Brief:
Continue the article about the nicotine vaccine from where it stops.

Excerpt provided below:

"This study provides new hope that one could make a nicotine vaccine that succeeds in clinical trials," said Kim Janda from The Scripps Research Institute (TSRI).
Nicotine vaccines train the body to see nicotine as a foreign invader. To prompt this immune response, scientists have tried attaching nicotine derivatives called haptens to a larger carrier protein used in other approved vaccines.
The body reacts to the vaccine by creating antibodies to bind specifically to nicotine molecules. When a person later uses tobacco, the anti-nicotine antibodies stop the nicotine molecules from entering the central nervous system and ever reaching the brain.
The problem with the previous nicotine vaccine, which only worked in 30 per cent of patients, was that it did not single out the most common form of nicotine for attack.
More From This Section
Nicotine has two forms that look like mirror images of each other - one is a "right-handed" version and one is a "left-handed" version. Even though 99 per cent of the nicotine found in tobacco is the left-handed version, the previous vaccine elicited antibodies against both.
The researchers elicited a more robust antibody response by creating a vaccine from only left-handed nicotine haptens.

End of Excerpt provided.
Data section below:

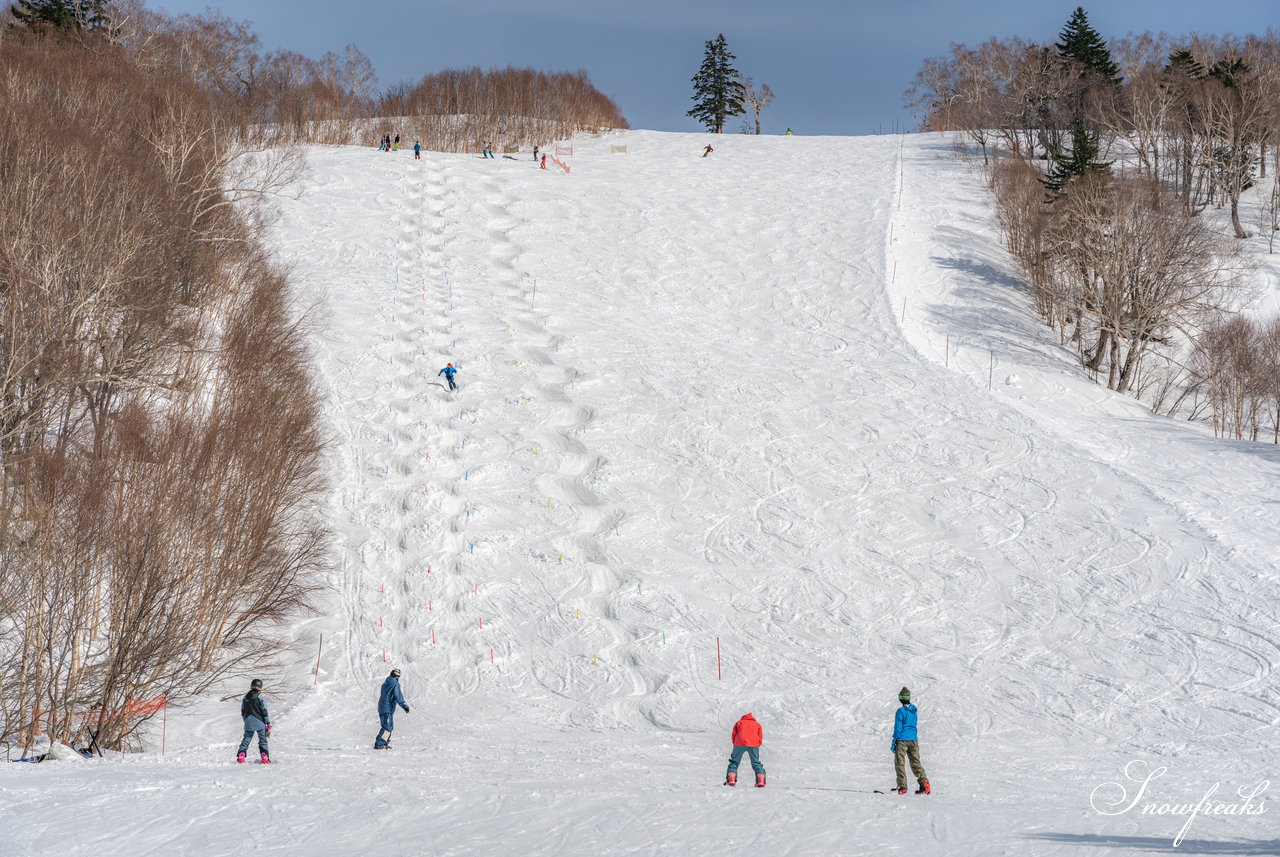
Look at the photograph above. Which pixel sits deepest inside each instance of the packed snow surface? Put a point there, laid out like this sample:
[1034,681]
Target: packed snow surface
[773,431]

End of Data section.
Data section below:

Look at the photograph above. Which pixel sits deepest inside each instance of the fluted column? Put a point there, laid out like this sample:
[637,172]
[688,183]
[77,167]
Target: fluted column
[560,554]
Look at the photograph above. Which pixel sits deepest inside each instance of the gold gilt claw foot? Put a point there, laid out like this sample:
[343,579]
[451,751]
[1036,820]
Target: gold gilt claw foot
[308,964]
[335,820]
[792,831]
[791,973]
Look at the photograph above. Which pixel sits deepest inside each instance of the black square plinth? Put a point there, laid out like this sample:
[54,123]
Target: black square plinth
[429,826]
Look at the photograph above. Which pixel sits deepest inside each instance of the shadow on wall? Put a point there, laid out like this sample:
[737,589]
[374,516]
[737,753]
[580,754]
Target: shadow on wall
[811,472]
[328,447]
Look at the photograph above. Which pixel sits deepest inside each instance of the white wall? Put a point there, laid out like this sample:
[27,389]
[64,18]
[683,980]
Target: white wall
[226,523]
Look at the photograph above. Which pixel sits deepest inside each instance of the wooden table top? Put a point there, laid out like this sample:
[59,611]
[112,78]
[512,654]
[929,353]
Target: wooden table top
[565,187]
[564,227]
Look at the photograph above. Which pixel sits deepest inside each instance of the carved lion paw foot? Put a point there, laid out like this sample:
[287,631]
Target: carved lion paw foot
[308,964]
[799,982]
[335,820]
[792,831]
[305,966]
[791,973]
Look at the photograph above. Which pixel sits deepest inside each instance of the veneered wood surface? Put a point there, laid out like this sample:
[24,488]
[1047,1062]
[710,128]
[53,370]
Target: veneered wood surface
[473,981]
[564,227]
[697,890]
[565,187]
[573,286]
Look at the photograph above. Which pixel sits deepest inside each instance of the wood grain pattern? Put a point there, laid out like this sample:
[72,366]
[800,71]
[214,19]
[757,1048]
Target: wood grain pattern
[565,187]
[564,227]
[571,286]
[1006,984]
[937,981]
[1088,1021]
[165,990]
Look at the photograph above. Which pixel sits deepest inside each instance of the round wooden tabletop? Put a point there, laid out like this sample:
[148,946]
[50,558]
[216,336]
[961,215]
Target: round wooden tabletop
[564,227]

End of Data section.

Exercise answer:
They prepared haptens as a 50-50 mixture and as pure right-handed or pure left-handed versions of nicotine, so they could use the two versions together or separately.
They tested both versions and the 50-50 mix in rat models, injecting the rats three times over 42 days.
This series of "booster" shots gave the animals' immune systems a chance to create an effective number of antibodies to respond to nicotine.
The researchers analysed blood from the three experimental groups and found that the left-handed hapten elicited a much more effective immune response.
The 50-50 mix was only 60 per cent as effective as the pure left-handed version.
"This shows that future vaccines should target that left-handed version," said Jonathan Lockner, research associate in the Janda lab and first author of the new paper.
"There might even be more effective haptens out there," said Lockner.
The study was published in the Journal of Medicinal Chemistry.